WHAT THE EXERCISE ASKS => In the items below, from the first one down through the line containing "xmin=72 ymin=84 xmax=148 ymax=143", substitute "sun hat" for "straw hat" and give those lines again with nothing else altered.

*** DATA FOR PROCESSING ***

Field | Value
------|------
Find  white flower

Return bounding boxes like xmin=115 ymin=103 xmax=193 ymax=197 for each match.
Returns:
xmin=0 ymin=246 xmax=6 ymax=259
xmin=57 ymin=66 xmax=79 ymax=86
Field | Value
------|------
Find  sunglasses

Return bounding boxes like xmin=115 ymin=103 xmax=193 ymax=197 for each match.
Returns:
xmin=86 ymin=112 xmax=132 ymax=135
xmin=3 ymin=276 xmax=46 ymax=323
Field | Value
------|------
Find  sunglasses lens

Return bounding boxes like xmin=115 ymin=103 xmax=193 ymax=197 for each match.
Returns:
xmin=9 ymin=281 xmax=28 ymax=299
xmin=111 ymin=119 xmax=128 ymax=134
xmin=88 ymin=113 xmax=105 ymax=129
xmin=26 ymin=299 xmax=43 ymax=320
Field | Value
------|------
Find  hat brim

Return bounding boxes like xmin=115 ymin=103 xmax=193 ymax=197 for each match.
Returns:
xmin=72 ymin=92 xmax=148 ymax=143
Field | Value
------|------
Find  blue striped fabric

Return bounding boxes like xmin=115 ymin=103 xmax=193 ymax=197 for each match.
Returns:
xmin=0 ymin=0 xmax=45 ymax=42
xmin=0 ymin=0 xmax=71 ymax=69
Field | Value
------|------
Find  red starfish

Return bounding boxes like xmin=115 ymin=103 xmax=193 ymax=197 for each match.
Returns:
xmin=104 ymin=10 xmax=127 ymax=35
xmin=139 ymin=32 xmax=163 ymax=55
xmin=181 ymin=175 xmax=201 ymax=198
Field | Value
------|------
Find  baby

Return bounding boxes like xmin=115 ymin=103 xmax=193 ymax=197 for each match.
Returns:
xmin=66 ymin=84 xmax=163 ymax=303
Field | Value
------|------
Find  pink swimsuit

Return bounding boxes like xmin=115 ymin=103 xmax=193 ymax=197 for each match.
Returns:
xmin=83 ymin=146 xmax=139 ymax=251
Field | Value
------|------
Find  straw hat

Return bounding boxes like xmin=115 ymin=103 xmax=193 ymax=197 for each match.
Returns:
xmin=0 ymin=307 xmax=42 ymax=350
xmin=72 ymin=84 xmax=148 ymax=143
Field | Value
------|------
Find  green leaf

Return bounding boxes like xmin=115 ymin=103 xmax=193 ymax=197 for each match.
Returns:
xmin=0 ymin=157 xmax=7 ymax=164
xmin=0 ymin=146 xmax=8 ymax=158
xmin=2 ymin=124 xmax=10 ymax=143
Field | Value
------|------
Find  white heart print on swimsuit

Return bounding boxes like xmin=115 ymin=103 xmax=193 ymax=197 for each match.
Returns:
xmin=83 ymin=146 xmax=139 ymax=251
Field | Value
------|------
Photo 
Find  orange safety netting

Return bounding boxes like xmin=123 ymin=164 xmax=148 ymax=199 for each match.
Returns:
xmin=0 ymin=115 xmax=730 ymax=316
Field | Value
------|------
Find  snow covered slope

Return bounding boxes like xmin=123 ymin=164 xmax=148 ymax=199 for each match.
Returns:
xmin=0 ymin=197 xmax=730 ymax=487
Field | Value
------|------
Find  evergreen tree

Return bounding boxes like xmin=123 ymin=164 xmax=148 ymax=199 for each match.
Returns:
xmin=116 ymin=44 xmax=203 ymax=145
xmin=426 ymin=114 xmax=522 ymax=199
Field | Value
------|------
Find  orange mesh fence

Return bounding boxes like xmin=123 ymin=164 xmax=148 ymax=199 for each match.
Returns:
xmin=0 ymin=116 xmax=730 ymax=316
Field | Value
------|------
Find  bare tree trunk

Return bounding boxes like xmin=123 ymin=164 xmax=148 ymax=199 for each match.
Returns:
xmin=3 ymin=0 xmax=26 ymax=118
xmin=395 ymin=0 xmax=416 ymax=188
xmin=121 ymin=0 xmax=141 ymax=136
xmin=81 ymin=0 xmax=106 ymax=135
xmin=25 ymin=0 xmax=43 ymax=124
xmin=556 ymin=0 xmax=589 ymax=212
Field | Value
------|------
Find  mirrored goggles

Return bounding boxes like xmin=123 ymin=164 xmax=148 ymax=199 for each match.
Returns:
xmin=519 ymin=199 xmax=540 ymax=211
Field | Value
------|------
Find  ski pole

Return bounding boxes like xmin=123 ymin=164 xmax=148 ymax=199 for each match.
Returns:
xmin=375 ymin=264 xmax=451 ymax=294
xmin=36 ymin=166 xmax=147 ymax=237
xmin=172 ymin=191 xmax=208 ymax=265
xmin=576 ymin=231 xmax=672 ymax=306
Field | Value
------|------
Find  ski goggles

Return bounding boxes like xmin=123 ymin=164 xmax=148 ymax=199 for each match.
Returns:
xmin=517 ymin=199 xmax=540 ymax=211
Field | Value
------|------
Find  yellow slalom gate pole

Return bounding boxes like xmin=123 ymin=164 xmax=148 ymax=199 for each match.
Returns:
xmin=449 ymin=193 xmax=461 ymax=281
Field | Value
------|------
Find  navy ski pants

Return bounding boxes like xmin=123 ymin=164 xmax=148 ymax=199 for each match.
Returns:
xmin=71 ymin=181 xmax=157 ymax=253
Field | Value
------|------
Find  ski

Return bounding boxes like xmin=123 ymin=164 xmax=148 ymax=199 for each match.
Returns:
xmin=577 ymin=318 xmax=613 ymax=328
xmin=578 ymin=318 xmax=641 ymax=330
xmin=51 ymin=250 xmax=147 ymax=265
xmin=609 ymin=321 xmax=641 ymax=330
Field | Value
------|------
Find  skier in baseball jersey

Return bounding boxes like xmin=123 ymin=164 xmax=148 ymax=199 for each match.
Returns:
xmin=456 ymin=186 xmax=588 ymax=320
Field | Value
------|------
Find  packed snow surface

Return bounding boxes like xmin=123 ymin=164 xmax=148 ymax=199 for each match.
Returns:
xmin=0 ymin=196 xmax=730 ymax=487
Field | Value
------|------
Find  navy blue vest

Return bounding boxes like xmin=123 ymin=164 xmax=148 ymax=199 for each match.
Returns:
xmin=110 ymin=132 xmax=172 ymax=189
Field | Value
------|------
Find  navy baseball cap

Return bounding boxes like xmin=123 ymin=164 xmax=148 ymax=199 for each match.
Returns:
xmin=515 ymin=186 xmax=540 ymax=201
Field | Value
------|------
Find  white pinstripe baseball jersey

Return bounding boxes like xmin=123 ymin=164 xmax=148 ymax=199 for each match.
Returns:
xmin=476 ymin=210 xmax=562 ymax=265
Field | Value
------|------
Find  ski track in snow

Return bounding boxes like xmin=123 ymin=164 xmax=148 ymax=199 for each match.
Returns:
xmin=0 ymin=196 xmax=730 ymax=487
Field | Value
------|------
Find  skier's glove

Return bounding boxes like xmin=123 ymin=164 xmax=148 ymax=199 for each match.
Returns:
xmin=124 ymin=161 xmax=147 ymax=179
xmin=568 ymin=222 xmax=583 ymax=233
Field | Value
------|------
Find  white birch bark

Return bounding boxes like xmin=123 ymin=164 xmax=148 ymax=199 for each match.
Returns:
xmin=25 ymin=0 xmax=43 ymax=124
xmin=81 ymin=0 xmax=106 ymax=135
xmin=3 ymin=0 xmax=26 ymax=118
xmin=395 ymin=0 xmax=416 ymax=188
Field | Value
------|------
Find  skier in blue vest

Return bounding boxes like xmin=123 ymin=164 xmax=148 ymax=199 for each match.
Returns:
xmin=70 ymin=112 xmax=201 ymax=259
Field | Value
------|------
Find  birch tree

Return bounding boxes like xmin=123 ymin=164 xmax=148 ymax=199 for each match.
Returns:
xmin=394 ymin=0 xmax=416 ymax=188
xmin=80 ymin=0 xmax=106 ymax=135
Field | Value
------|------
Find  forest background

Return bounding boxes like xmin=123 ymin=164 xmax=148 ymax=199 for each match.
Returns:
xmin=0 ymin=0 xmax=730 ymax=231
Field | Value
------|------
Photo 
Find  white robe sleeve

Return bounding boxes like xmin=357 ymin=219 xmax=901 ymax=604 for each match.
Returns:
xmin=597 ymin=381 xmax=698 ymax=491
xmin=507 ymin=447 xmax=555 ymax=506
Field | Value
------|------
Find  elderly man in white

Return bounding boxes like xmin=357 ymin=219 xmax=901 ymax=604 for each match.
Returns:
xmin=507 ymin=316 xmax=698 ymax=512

***

OUTPUT FOR THIS TASK =>
Field | Value
------|------
Find  white flower

Return bounding boxes like xmin=115 ymin=103 xmax=193 ymax=197 for each match.
Returns:
xmin=0 ymin=246 xmax=6 ymax=259
xmin=57 ymin=66 xmax=79 ymax=86
Field | Value
------|------
Find  sunglasses

Return bounding boxes like xmin=115 ymin=103 xmax=193 ymax=197 for each match.
Returns:
xmin=86 ymin=112 xmax=132 ymax=135
xmin=3 ymin=276 xmax=46 ymax=323
Field | Value
------|------
Find  sunglasses lens

Return bounding boxes like xmin=115 ymin=103 xmax=193 ymax=197 for each match.
Returns:
xmin=9 ymin=281 xmax=28 ymax=299
xmin=111 ymin=119 xmax=128 ymax=134
xmin=88 ymin=113 xmax=105 ymax=129
xmin=26 ymin=299 xmax=43 ymax=320
Field | Value
------|------
Find  hat brim

Return bounding boxes like xmin=115 ymin=103 xmax=193 ymax=197 for each match.
Returns:
xmin=72 ymin=92 xmax=148 ymax=143
Field | Value
------|------
Find  blue striped fabric

Return bounding boxes like xmin=115 ymin=103 xmax=193 ymax=197 for each match.
Returns:
xmin=0 ymin=0 xmax=45 ymax=42
xmin=0 ymin=0 xmax=71 ymax=69
Field | Value
------|------
Find  red starfish

Return bounding boxes like xmin=115 ymin=103 xmax=193 ymax=197 for each match.
Returns:
xmin=104 ymin=10 xmax=127 ymax=35
xmin=139 ymin=32 xmax=163 ymax=55
xmin=181 ymin=175 xmax=201 ymax=198
Field | Value
------|------
Find  baby

Return bounding boxes like xmin=115 ymin=103 xmax=193 ymax=197 for each match.
Returns:
xmin=66 ymin=84 xmax=163 ymax=303
Field | Value
------|------
Find  pink swimsuit

Return bounding boxes like xmin=115 ymin=103 xmax=193 ymax=197 for each match.
Returns:
xmin=83 ymin=146 xmax=139 ymax=251
Field | Value
------|------
Find  sun hat

Return bounding boxes like xmin=115 ymin=103 xmax=193 ymax=197 for each match.
Returns:
xmin=0 ymin=307 xmax=42 ymax=350
xmin=72 ymin=84 xmax=148 ymax=143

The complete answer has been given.